■ DOCUMENT EXTRACT
──────────

### SR NNs

Executed through ~scripts/run_era5_evalute_and_transfer_learn_8.sh

In [1]:
# Should run with 650GB

In [None]:
import os
import gc
import sys
import json
import time
import numpy as np
import xarray as xr
import pandas as pd
import matplotlib.pyplot as plt

import matplotlib
matplotlib.use('PDF')

import tensorflow as tf
from tensorflow.keras.models import load_model
from tensorflow import nn 

## Transfer learn? ##
# tl_bool = bool(int(sys.argv[1]))
tl_bool = True

# Try 0,1,2 first!!
subset_exp = int(sys.argv[1])

# The number of samples in the TL training set. Cannot be less than 27.
number_horizontal_locations = 10**subset_exp
print(subset_exp)
# How long to re-train? Setting it to 40 minutes.
timeout = 40
# The original LR_INIT was 4.33e-4.
LR_INIT = 4.33e-4

# Run with SEED=10,20,30
SEED = int(sys.argv[2])

sys.path.insert(0, '~/workspace_icon-ml/cloud_cover_parameterization/')
import my_classes
from my_classes import read_mean_and_std
from my_classes import load_data
from my_classes import TimeOut

sys.path.insert(0, '~/workspace_icon-ml/symbolic_regression/')
from functions import add_derivatives
from functions import append_dict_to_json

num_cells = int(sys.argv[3])

──────────

Entries from a point annotation set
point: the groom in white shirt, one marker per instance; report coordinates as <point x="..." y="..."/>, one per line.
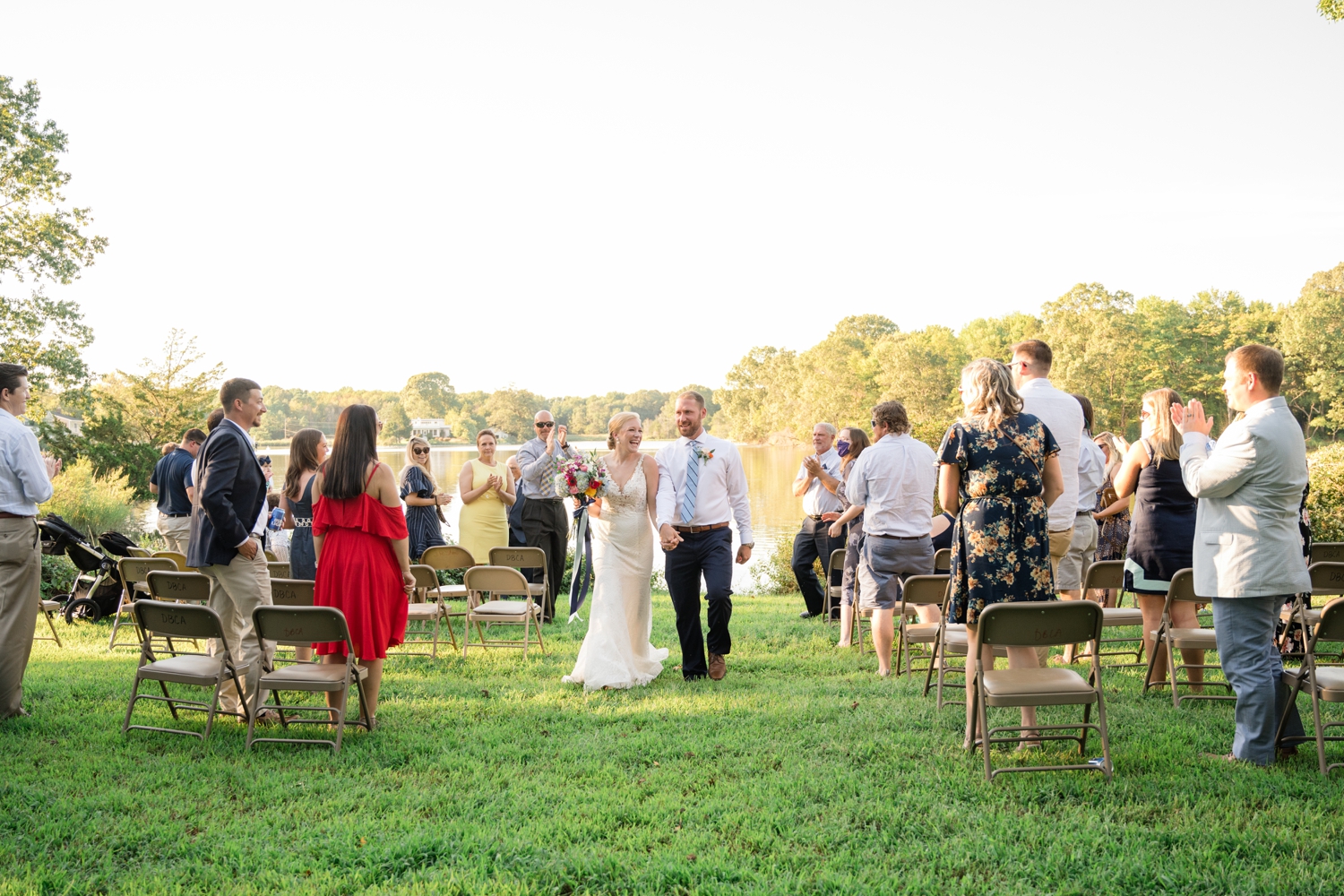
<point x="701" y="482"/>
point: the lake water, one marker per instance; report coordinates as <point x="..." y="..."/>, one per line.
<point x="771" y="469"/>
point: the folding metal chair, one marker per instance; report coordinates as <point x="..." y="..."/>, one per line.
<point x="1322" y="683"/>
<point x="1171" y="640"/>
<point x="185" y="621"/>
<point x="134" y="573"/>
<point x="424" y="613"/>
<point x="500" y="582"/>
<point x="1039" y="624"/>
<point x="297" y="627"/>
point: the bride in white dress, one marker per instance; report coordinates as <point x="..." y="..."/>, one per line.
<point x="616" y="651"/>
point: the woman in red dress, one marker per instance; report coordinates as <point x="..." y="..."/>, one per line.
<point x="359" y="536"/>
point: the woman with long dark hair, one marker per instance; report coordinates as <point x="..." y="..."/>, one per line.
<point x="306" y="452"/>
<point x="359" y="528"/>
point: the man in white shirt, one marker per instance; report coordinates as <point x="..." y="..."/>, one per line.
<point x="1062" y="416"/>
<point x="816" y="484"/>
<point x="892" y="484"/>
<point x="24" y="482"/>
<point x="1082" y="546"/>
<point x="701" y="484"/>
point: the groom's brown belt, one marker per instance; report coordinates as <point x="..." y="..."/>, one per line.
<point x="695" y="530"/>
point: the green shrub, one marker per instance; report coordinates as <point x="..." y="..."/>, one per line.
<point x="91" y="504"/>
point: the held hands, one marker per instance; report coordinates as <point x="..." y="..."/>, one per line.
<point x="1191" y="418"/>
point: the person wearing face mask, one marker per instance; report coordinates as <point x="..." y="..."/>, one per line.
<point x="816" y="484"/>
<point x="1161" y="533"/>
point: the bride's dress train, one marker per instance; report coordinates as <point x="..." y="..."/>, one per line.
<point x="616" y="651"/>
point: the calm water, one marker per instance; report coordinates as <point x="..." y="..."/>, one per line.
<point x="774" y="512"/>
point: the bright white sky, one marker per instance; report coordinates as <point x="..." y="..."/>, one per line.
<point x="349" y="194"/>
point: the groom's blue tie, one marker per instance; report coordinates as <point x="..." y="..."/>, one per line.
<point x="693" y="481"/>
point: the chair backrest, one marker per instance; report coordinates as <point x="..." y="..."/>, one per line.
<point x="448" y="557"/>
<point x="136" y="570"/>
<point x="1328" y="552"/>
<point x="292" y="592"/>
<point x="1327" y="578"/>
<point x="177" y="619"/>
<point x="1040" y="624"/>
<point x="177" y="586"/>
<point x="925" y="589"/>
<point x="1105" y="573"/>
<point x="301" y="626"/>
<point x="519" y="557"/>
<point x="177" y="556"/>
<point x="497" y="581"/>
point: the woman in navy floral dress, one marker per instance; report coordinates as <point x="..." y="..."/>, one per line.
<point x="1000" y="470"/>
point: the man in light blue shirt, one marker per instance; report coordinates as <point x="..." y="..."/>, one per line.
<point x="24" y="482"/>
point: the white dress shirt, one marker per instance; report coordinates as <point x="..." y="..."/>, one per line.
<point x="23" y="473"/>
<point x="722" y="490"/>
<point x="819" y="498"/>
<point x="1091" y="474"/>
<point x="894" y="479"/>
<point x="1064" y="417"/>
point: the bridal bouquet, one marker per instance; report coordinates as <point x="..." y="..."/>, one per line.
<point x="582" y="476"/>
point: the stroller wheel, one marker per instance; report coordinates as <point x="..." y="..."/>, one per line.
<point x="82" y="608"/>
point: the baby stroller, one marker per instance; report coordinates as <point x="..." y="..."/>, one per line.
<point x="97" y="589"/>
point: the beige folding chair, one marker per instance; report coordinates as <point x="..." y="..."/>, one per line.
<point x="919" y="589"/>
<point x="1171" y="640"/>
<point x="500" y="582"/>
<point x="1322" y="683"/>
<point x="1039" y="624"/>
<point x="183" y="621"/>
<point x="298" y="627"/>
<point x="134" y="573"/>
<point x="1110" y="573"/>
<point x="835" y="592"/>
<point x="424" y="614"/>
<point x="46" y="608"/>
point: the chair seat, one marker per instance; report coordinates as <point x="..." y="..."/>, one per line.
<point x="1195" y="638"/>
<point x="1037" y="686"/>
<point x="191" y="669"/>
<point x="1121" y="616"/>
<point x="309" y="676"/>
<point x="505" y="608"/>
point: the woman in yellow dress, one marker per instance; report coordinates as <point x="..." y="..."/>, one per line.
<point x="487" y="492"/>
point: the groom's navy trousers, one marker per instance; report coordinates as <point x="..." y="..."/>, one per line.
<point x="709" y="555"/>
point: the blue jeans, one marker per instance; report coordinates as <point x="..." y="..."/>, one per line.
<point x="1250" y="661"/>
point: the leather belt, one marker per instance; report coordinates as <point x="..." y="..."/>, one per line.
<point x="696" y="530"/>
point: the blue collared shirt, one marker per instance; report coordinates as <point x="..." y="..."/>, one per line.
<point x="23" y="473"/>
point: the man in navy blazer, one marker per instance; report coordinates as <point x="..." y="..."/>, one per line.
<point x="228" y="497"/>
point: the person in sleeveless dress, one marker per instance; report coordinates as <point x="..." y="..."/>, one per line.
<point x="363" y="559"/>
<point x="616" y="650"/>
<point x="1161" y="533"/>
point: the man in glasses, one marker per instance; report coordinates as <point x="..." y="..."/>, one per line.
<point x="546" y="522"/>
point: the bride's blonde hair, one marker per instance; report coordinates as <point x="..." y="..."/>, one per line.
<point x="616" y="425"/>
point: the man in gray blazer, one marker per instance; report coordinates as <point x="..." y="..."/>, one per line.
<point x="1247" y="547"/>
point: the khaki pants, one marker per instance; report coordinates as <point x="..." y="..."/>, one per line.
<point x="236" y="590"/>
<point x="177" y="530"/>
<point x="1059" y="543"/>
<point x="21" y="589"/>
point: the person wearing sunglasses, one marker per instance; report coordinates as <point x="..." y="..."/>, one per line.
<point x="546" y="522"/>
<point x="424" y="498"/>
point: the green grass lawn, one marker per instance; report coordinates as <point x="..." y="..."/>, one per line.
<point x="800" y="772"/>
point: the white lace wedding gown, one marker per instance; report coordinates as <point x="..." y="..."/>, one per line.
<point x="616" y="651"/>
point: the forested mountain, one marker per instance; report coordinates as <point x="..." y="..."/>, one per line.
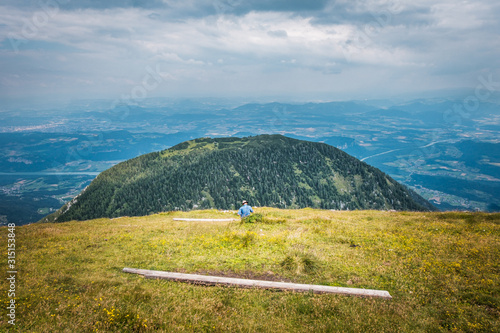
<point x="266" y="170"/>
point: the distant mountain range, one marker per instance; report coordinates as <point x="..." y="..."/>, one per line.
<point x="266" y="170"/>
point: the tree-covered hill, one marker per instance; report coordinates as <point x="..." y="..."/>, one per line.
<point x="266" y="170"/>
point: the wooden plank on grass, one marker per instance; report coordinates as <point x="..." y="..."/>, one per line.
<point x="214" y="280"/>
<point x="206" y="220"/>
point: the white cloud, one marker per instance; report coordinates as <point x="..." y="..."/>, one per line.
<point x="344" y="47"/>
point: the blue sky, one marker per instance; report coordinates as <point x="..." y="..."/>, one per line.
<point x="315" y="49"/>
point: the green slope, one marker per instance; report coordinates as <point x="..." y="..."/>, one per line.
<point x="266" y="170"/>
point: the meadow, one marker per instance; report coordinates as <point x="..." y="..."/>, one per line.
<point x="442" y="270"/>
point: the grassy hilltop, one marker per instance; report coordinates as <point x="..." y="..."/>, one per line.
<point x="442" y="270"/>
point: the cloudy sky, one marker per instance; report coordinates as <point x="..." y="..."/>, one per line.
<point x="305" y="49"/>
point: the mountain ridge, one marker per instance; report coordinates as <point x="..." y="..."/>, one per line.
<point x="266" y="170"/>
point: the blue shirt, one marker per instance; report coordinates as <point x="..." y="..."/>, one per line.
<point x="245" y="210"/>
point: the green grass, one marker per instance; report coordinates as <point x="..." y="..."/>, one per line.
<point x="442" y="270"/>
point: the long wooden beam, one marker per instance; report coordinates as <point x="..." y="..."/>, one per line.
<point x="206" y="220"/>
<point x="214" y="280"/>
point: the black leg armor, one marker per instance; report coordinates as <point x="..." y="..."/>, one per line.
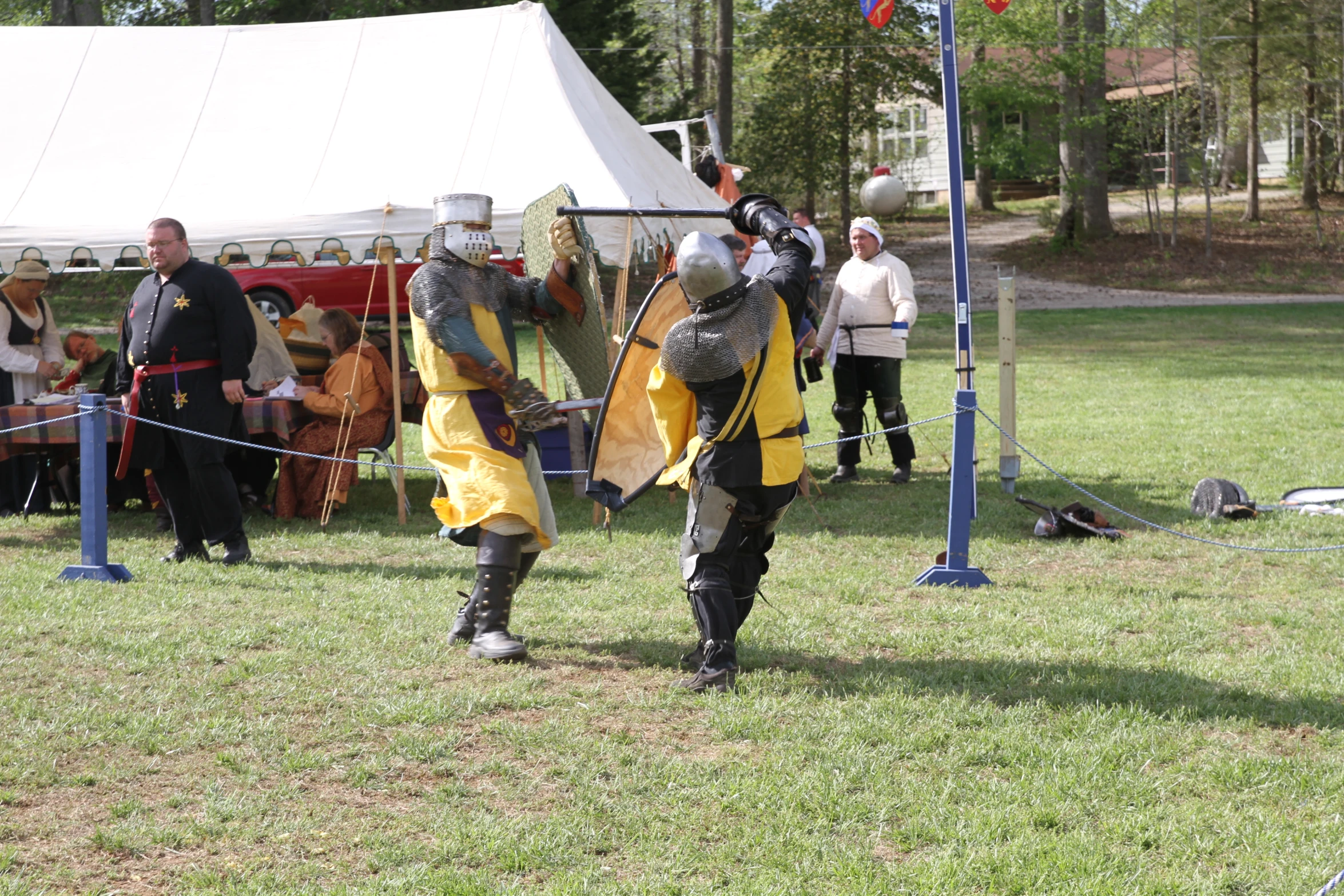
<point x="892" y="412"/>
<point x="723" y="556"/>
<point x="849" y="413"/>
<point x="499" y="559"/>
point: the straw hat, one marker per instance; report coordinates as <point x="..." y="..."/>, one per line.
<point x="27" y="269"/>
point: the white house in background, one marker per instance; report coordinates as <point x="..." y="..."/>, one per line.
<point x="914" y="145"/>
<point x="1281" y="143"/>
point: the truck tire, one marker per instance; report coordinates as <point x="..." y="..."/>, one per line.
<point x="273" y="304"/>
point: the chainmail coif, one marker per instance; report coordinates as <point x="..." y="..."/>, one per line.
<point x="446" y="285"/>
<point x="709" y="345"/>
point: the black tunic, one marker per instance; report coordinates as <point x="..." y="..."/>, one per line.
<point x="201" y="313"/>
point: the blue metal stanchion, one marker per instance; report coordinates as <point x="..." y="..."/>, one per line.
<point x="93" y="496"/>
<point x="961" y="505"/>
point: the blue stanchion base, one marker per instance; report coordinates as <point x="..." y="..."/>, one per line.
<point x="968" y="578"/>
<point x="110" y="572"/>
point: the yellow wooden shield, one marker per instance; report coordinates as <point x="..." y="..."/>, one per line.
<point x="627" y="455"/>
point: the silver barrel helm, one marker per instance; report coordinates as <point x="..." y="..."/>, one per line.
<point x="466" y="220"/>
<point x="706" y="266"/>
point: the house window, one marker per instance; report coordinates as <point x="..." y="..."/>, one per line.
<point x="909" y="136"/>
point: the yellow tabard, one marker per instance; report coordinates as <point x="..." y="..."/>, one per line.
<point x="472" y="444"/>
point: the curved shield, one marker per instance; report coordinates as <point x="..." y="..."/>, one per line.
<point x="580" y="348"/>
<point x="627" y="455"/>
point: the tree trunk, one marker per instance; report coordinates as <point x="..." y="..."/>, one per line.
<point x="1174" y="160"/>
<point x="846" y="117"/>
<point x="88" y="14"/>
<point x="980" y="137"/>
<point x="725" y="105"/>
<point x="1070" y="110"/>
<point x="809" y="143"/>
<point x="698" y="100"/>
<point x="1253" y="120"/>
<point x="75" y="13"/>
<point x="1096" y="163"/>
<point x="1311" y="145"/>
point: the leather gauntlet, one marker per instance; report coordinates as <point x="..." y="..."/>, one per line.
<point x="531" y="409"/>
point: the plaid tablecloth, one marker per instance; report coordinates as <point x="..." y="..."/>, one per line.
<point x="275" y="416"/>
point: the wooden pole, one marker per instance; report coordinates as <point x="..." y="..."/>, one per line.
<point x="396" y="339"/>
<point x="1008" y="461"/>
<point x="540" y="356"/>
<point x="623" y="280"/>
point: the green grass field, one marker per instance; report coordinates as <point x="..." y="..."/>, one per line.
<point x="1152" y="716"/>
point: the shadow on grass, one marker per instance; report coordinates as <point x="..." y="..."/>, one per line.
<point x="460" y="567"/>
<point x="1062" y="686"/>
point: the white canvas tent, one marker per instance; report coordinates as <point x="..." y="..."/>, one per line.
<point x="304" y="132"/>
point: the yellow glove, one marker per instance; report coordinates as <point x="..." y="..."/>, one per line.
<point x="565" y="242"/>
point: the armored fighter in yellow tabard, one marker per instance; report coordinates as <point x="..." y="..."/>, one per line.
<point x="479" y="420"/>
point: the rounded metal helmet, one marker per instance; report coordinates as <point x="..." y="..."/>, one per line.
<point x="466" y="220"/>
<point x="706" y="266"/>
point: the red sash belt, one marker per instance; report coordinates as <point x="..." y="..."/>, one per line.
<point x="143" y="374"/>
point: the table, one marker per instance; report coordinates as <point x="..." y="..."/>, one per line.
<point x="276" y="417"/>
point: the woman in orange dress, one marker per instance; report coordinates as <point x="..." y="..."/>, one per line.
<point x="358" y="383"/>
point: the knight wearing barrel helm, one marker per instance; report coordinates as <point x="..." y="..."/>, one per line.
<point x="480" y="416"/>
<point x="727" y="410"/>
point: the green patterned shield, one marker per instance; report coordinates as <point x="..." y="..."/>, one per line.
<point x="581" y="349"/>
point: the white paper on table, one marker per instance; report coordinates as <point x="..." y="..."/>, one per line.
<point x="285" y="389"/>
<point x="55" y="398"/>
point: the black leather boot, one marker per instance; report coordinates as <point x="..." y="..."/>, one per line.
<point x="498" y="563"/>
<point x="185" y="551"/>
<point x="464" y="626"/>
<point x="717" y="617"/>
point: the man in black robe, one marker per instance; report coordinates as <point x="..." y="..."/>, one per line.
<point x="186" y="341"/>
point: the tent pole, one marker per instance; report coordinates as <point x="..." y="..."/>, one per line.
<point x="396" y="339"/>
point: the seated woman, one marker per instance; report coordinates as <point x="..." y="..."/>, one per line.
<point x="352" y="405"/>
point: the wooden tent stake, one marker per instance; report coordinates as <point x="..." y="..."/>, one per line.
<point x="390" y="260"/>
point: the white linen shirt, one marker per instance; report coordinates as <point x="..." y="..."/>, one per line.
<point x="874" y="292"/>
<point x="22" y="360"/>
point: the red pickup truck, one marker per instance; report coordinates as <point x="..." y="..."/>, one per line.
<point x="281" y="286"/>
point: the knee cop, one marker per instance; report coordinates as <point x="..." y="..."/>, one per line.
<point x="849" y="414"/>
<point x="892" y="412"/>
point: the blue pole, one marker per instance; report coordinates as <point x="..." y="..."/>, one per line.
<point x="93" y="496"/>
<point x="961" y="504"/>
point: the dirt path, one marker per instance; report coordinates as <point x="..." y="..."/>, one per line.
<point x="931" y="262"/>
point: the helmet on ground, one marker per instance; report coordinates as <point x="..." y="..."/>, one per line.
<point x="466" y="220"/>
<point x="706" y="266"/>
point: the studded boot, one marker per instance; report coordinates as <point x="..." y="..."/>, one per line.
<point x="464" y="626"/>
<point x="498" y="563"/>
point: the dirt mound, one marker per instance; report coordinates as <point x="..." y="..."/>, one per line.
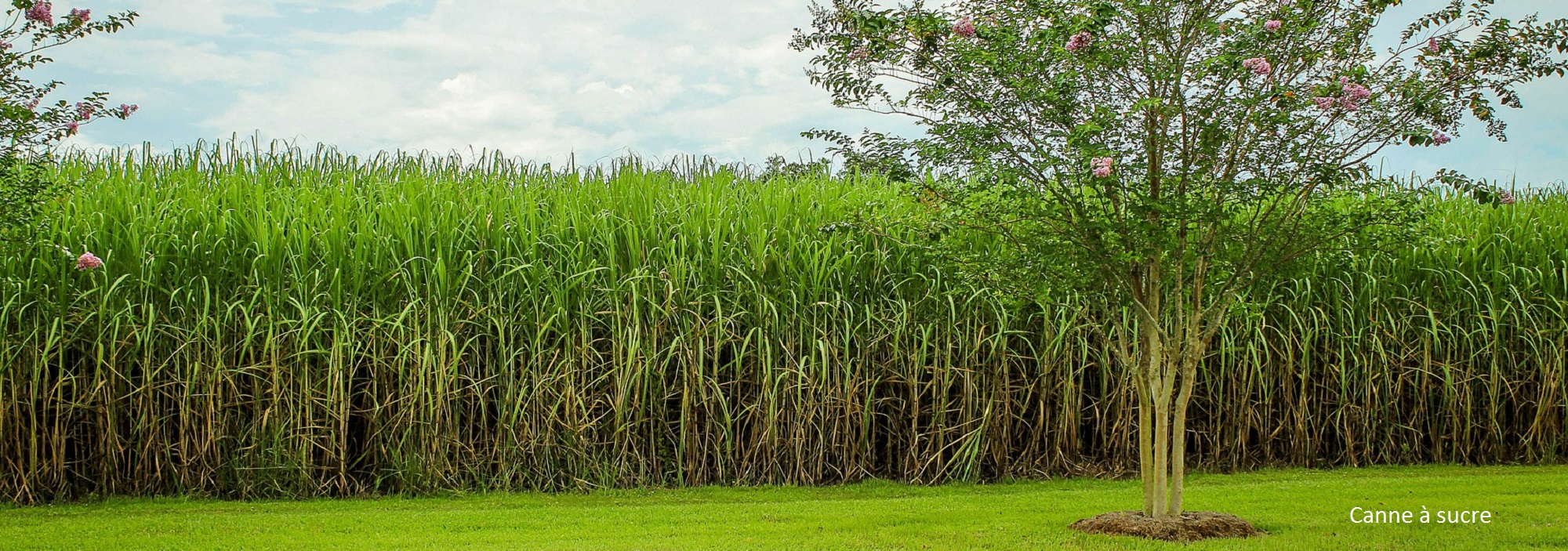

──────────

■ PROBLEM TO SOLVE
Proceed with the SR NNs notebook code, writing what comes after its final line.

■ IN RESPONSE
In [None]:
PWD = '~/workspace_icon-ml/symbolic_regression/evaluate_schemes/on_era5/'

**Load data**

-- Takes 10 seconds per day <br>
-- 28 minutes for 172 days

In [None]:
# Takes 10-15 minutes. 150 GB suffice here.
order_of_vars = ['q', 'clwc', 'ciwc', 't', 'pa', 'u', 'v', 'zg', 'fr_land', 'cc']
data_dict = load_data(source='era5', days='all', order_of_vars=order_of_vars)

TIMESTEPS, VLAYERS, HFIELDS = data_dict['q'].shape

data_dict['fr_land'] = np.repeat(np.expand_dims(data_dict['fr_land'], axis=1), VLAYERS, axis=1)

In [30]:
# Add magnitude of horizontal wind
data_dict['U'] = np.sqrt(data_dict['u']**2 + data_dict['v']**2)
del data_dict['u']
del data_dict['v']

# Add RH
T0 = 273.15
r = 0.00263*data_dict['pa']*data_dict['q']*np.exp((17.67*(data_dict['t']-T0))/(data_dict['t']-29.65))**(-1)
data_dict['rh'] = r

# Add ps
ps = np.repeat(np.expand_dims(data_dict['pa'][:, -1], axis=1), VLAYERS, axis=1)
data_dict['ps'] = ps

# Removing four upper-most levels
for key in data_dict.keys():
    data_dict[key] = data_dict[key][:, 4:].copy()

# Data output
data_output = data_dict['cc']
del data_dict['cc']

In [None]:
# Requires another 133G: Requires 9.5G = 56G/(2*3) per folder
# Requires 15 - 20 minutes: Takes around one minute per folder. There are 14 folders
# --> Actually it runs much longer than expected! (> 45 minutes)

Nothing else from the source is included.